(Aufgabenstellung) Kannst du den Auszug über vernetzte Fahrzeugsysteme aktualisieren, indem du alles von „Nun. Die meisten“ bis hinunter zu „einfach, oder? Steven?“ wiedergibst und dabei „Herausforderungen“ durch „Schwierigkeiten“ ersetzt?
------ Quellenauszug ------
Nun. Die meisten Menschen haben heutzutage keine automatischen Funktionen in ihren Autos, aber darauf kommen wir später noch zu sprechen. Ich möchte nun auf einen weiteren Aspekt eingehen: die System- und Prozessintegration, die unmittelbar mit unserem vorherigen Thema verknüpft ist. Fahrzeugsysteme sind zunehmend miteinander vernetzt, wie wir drei wissen. Sie sind integriert. Wie lässt sich das handhaben und welche Herausforderungen entstehen dabei? Ich meine, das ist gar nicht so einfach, oder? Steven?

Steven Dom:

Tatsächlich ein sehr guter Punkt, denn mit zunehmender Komplexität der Fahrzeuge … Ich blicke gerne zurück auf die alte Schule und betrachte Autos von vor 20 oder 30 Jahren, bei denen die Systeme noch weitgehend voneinander getrennt waren. Ich meine, Sie hatten einen Verbrennungsmotor und vermutlich einige Bedienelemente dafür. Und selbst wenn man etwas zurückblickt, fehlten jegliche Kontrollen. Man hatte bloß Taschenrechner, mehr nicht. Und Vollgas, klar Tom? Sie verfügen über ein Schaltgetriebe mit Kupplung. Alle diese Systeme waren völlig voneinander losgelöst. Klar, sie waren verbunden, um das Auto anzutreiben, hatten aber kaum Wechselwirkungen untereinander. Ich vergleiche das gern mit etwas Alltäglichem oder zunehmend Üblichem, um die Gegensätze bzw. die Entwicklung aufzuzeigen.
------ Auszüge der Einträge ------
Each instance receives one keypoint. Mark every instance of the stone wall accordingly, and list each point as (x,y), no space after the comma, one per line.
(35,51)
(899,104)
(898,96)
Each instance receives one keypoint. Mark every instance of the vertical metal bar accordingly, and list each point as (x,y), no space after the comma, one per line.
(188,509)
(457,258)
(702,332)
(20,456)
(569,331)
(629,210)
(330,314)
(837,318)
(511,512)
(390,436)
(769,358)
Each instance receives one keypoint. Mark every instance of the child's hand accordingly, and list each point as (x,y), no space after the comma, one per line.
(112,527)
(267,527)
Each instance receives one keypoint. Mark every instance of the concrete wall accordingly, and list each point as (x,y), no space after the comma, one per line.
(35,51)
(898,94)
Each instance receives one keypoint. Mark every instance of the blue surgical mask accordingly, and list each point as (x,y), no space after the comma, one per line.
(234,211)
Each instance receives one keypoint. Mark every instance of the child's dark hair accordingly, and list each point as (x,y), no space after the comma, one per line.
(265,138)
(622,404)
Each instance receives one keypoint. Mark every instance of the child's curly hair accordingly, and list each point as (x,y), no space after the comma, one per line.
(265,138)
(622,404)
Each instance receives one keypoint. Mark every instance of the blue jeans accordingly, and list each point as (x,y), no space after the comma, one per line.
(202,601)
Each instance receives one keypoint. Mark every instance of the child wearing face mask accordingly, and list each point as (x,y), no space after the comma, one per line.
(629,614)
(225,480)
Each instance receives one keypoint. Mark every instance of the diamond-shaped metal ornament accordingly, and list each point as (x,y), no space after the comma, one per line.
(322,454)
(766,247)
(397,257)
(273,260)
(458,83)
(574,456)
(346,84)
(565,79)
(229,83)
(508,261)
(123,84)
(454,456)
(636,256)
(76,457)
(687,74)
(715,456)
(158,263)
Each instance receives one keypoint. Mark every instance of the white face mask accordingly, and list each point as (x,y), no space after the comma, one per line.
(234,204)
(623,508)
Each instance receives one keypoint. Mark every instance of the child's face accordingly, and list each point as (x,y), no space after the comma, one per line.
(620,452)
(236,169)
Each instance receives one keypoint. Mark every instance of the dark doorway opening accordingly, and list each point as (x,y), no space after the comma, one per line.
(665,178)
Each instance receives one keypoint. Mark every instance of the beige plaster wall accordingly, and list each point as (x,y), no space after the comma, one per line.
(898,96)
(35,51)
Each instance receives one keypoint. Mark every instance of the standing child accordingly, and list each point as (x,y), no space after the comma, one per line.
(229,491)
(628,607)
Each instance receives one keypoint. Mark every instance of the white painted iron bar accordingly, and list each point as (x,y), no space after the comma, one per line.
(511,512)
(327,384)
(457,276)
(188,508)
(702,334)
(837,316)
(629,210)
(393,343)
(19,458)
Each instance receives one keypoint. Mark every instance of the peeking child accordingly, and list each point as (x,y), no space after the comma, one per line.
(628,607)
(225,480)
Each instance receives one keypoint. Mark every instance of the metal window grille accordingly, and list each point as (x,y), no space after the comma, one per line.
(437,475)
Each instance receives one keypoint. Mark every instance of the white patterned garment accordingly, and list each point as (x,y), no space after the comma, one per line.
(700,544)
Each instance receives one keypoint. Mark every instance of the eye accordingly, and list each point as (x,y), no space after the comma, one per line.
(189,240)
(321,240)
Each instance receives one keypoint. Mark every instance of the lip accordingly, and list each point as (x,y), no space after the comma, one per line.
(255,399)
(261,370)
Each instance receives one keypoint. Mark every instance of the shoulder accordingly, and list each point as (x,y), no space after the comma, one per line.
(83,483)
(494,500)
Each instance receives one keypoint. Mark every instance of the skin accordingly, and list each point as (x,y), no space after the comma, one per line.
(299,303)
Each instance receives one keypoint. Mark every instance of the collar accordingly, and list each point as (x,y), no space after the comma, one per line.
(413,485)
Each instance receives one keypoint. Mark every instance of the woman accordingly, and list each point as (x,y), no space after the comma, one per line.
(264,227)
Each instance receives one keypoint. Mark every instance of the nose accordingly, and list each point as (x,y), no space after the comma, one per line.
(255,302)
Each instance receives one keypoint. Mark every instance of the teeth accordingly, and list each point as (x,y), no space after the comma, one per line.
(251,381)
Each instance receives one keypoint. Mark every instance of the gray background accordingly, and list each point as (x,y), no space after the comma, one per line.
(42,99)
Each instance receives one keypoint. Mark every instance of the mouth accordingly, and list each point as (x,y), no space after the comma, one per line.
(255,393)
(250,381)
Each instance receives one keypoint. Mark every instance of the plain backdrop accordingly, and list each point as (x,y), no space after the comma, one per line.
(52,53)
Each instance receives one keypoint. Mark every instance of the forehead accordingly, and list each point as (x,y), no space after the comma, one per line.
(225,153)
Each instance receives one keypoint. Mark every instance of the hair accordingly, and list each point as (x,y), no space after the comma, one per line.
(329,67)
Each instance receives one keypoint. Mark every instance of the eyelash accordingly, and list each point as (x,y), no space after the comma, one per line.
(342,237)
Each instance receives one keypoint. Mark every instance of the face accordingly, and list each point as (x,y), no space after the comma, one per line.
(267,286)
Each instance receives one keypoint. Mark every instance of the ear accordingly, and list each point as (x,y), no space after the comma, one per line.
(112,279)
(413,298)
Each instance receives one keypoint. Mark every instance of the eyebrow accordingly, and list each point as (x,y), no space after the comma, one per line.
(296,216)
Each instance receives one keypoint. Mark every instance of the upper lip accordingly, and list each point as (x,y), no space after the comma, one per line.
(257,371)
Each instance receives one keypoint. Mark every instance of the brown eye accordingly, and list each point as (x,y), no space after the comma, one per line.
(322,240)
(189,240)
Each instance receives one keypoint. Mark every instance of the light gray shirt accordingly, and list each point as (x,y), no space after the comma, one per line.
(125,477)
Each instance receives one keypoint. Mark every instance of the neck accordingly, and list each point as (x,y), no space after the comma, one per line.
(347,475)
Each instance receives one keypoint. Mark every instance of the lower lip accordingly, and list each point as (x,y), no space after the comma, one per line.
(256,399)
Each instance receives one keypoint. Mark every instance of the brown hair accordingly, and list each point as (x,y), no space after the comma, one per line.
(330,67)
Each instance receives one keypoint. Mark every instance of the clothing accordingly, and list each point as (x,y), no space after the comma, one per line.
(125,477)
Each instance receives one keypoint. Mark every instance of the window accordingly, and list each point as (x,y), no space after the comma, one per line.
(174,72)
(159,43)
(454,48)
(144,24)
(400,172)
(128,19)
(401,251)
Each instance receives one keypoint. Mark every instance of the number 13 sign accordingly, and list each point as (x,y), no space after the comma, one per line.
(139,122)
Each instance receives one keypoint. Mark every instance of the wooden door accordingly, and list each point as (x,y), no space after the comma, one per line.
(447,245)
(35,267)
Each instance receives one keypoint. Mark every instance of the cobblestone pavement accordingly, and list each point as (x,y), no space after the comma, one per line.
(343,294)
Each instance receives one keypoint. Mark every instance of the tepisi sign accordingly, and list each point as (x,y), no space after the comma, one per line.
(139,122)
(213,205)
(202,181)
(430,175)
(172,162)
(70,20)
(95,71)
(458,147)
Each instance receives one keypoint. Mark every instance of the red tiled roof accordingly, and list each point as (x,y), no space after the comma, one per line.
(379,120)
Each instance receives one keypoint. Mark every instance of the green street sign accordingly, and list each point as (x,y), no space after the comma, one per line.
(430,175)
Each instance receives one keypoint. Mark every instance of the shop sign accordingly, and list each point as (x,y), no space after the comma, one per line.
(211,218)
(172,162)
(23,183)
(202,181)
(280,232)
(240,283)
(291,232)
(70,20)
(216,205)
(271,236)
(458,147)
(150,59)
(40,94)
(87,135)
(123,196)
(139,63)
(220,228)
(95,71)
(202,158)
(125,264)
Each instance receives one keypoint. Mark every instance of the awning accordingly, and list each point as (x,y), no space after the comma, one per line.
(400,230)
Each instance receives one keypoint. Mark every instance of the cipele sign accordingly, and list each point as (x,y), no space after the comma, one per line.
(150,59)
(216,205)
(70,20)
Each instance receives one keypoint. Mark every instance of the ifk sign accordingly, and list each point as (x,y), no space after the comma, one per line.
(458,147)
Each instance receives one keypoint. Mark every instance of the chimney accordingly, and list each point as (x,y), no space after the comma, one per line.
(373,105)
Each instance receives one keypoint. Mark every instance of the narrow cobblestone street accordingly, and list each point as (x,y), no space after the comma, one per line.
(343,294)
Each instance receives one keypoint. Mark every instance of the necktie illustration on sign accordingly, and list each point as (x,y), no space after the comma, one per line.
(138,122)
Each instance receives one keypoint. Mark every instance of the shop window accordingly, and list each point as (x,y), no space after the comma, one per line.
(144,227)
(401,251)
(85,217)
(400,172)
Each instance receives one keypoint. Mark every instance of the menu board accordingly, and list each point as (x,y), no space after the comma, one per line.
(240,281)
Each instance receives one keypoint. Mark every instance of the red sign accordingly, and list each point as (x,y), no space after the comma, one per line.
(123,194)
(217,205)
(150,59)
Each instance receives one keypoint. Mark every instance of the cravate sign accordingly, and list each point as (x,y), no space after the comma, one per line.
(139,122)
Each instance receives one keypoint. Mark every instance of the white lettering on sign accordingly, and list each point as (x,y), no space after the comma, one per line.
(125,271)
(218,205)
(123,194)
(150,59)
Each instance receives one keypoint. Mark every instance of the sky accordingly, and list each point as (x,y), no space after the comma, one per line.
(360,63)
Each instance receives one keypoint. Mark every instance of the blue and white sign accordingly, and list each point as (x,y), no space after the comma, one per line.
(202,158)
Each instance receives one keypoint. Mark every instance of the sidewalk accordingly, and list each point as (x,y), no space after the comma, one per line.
------
(Ergebnis)
Nun. Die meisten Menschen haben heutzutage keine automatischen Funktionen in ihren Autos, aber darauf kommen wir später noch zu sprechen. Ich möchte nun auf einen weiteren Aspekt eingehen: die System- und Prozessintegration, die unmittelbar mit unserem vorherigen Thema verknüpft ist. Fahrzeugsysteme sind zunehmend miteinander vernetzt, wie wir drei wissen. Sie sind integriert. Wie lässt sich das handhaben und welche Schwierigkeiten entstehen dabei? Ich meine, das ist gar nicht so einfach, oder? Steven?